**ROWS:**
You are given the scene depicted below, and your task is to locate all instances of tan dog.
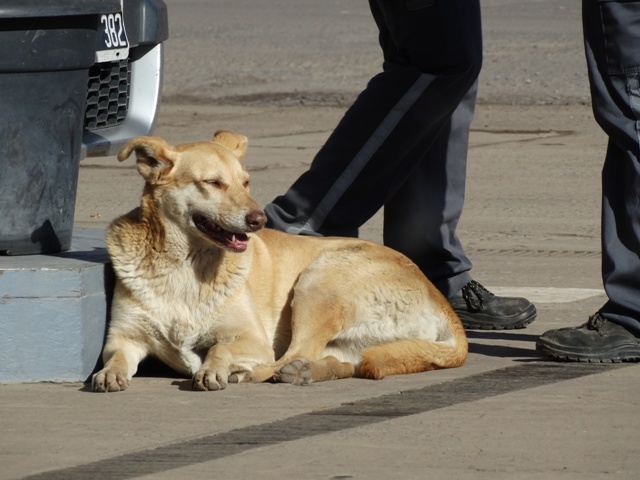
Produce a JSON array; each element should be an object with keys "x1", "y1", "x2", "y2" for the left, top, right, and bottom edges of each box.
[{"x1": 93, "y1": 131, "x2": 467, "y2": 391}]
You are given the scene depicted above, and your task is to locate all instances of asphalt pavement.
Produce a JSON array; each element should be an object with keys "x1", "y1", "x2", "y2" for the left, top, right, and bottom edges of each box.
[{"x1": 0, "y1": 0, "x2": 640, "y2": 480}]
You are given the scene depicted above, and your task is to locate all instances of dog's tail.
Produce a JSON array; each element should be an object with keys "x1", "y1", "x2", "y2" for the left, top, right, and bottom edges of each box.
[{"x1": 356, "y1": 310, "x2": 469, "y2": 380}]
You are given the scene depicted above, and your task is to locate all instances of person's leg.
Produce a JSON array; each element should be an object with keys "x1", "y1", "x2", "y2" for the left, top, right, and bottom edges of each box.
[
  {"x1": 537, "y1": 0, "x2": 640, "y2": 362},
  {"x1": 265, "y1": 0, "x2": 482, "y2": 236},
  {"x1": 383, "y1": 83, "x2": 477, "y2": 297},
  {"x1": 384, "y1": 83, "x2": 537, "y2": 329}
]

**TASK STATEMENT:** Reproduce every entry above in full, including its wording, and increase each coordinate value in the answers by 47. Omit the pictures.

**TASK SOLUTION:**
You are given the scene depicted below, and your task is to locate all instances of tan dog.
Produce a JSON array; each element should be an object with keys "x1", "y1", "x2", "y2" for the left, top, right, and bottom edges of each box.
[{"x1": 140, "y1": 178, "x2": 514, "y2": 438}]
You are given the scene depicted above, and your task is to locate all instances of asphalt pavement.
Produce a JSON array; each element should be an object with keys "x1", "y1", "x2", "y2" for the left, top, right, and bottom edges of each box.
[{"x1": 47, "y1": 47, "x2": 687, "y2": 527}]
You are given the scene depicted above, and your task is to locate all instances of dog's tail.
Produce a JSON array; each element should be an object with keys "x1", "y1", "x2", "y2" for the left, top, right, and bottom edges of each box.
[{"x1": 403, "y1": 357, "x2": 516, "y2": 427}]
You are given the scene depicted above, and your task is to locate all instances of person's leg.
Produce a JSON array; each element should be an object with keys "x1", "y1", "x2", "y2" for the left, top, right, and bottom edges of each box.
[
  {"x1": 584, "y1": 47, "x2": 687, "y2": 409},
  {"x1": 312, "y1": 47, "x2": 529, "y2": 283},
  {"x1": 430, "y1": 130, "x2": 524, "y2": 344},
  {"x1": 431, "y1": 130, "x2": 584, "y2": 376}
]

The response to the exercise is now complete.